→ Task requirements:
Reproduce all of the lines below word for word, leaving the pictures out.

→ Record list:
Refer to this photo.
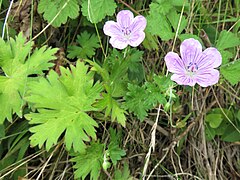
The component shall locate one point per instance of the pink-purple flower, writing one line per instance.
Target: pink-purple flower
(195, 65)
(126, 31)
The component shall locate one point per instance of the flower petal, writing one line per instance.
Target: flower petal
(182, 79)
(138, 24)
(136, 38)
(111, 28)
(118, 42)
(207, 77)
(190, 50)
(125, 18)
(213, 56)
(174, 63)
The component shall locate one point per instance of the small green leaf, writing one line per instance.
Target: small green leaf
(96, 10)
(231, 72)
(88, 43)
(17, 67)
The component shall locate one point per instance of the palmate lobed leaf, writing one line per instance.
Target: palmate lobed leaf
(17, 64)
(67, 9)
(62, 104)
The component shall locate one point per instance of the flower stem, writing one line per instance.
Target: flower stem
(99, 38)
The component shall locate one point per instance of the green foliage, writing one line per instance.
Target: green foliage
(123, 174)
(163, 16)
(96, 10)
(63, 103)
(94, 158)
(225, 41)
(217, 124)
(116, 72)
(67, 9)
(89, 162)
(115, 152)
(140, 99)
(231, 72)
(17, 63)
(87, 45)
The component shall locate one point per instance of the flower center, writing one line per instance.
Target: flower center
(126, 31)
(192, 68)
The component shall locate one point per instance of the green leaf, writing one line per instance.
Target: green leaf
(231, 72)
(161, 6)
(115, 152)
(226, 56)
(89, 162)
(17, 67)
(227, 40)
(88, 43)
(140, 99)
(63, 104)
(231, 135)
(67, 9)
(123, 174)
(96, 10)
(214, 120)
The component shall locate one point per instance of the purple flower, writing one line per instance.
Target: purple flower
(195, 65)
(126, 31)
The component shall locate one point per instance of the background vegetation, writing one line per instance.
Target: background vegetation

→ Solution below:
Refer to this photo.
The component shall locate one point per instance of the pink-purple flower, writing one line per instance.
Target: pink-purple flower
(195, 65)
(126, 31)
The component shall locate one point per instance of the flower petal, writing one line per instance.
Target: flower petal
(182, 79)
(138, 24)
(136, 38)
(111, 28)
(118, 42)
(207, 77)
(190, 50)
(125, 18)
(213, 56)
(174, 63)
The component shall locate one point per instance of the small green leaf, writing one line per instance.
Target: small green leaf
(96, 10)
(231, 72)
(88, 43)
(17, 67)
The component shall locate one point per instance of the palmate lobed leaf, writing one line per instance.
Target: palmate lobed leaf
(17, 64)
(67, 9)
(62, 104)
The component shall locate one point per instance of the flower stem, writing one line per instance.
Target: flower stem
(99, 38)
The component shall locate one point per instance of the green foliage, writing one line per instance.
Target: green foliage
(123, 174)
(163, 16)
(96, 10)
(63, 103)
(94, 158)
(225, 41)
(217, 124)
(116, 72)
(67, 9)
(89, 162)
(115, 152)
(140, 99)
(231, 72)
(17, 63)
(87, 45)
The component shall locate one point per instance of the flower center, writing one line per instance.
Target: flower center
(126, 31)
(192, 68)
The component shall locate one point per instance of the green leaf, writing one line per instance.
Target: green leaf
(231, 72)
(161, 6)
(115, 152)
(226, 56)
(89, 162)
(17, 67)
(227, 40)
(88, 43)
(140, 99)
(63, 104)
(231, 135)
(67, 9)
(123, 174)
(96, 10)
(214, 120)
The component shall locate one point per instance of the purple flower, writing one line per instance.
Target: purple flower
(195, 65)
(126, 31)
The component shall locate one point per instance of the background vegetation, writing one line per instance.
Target: background vegetation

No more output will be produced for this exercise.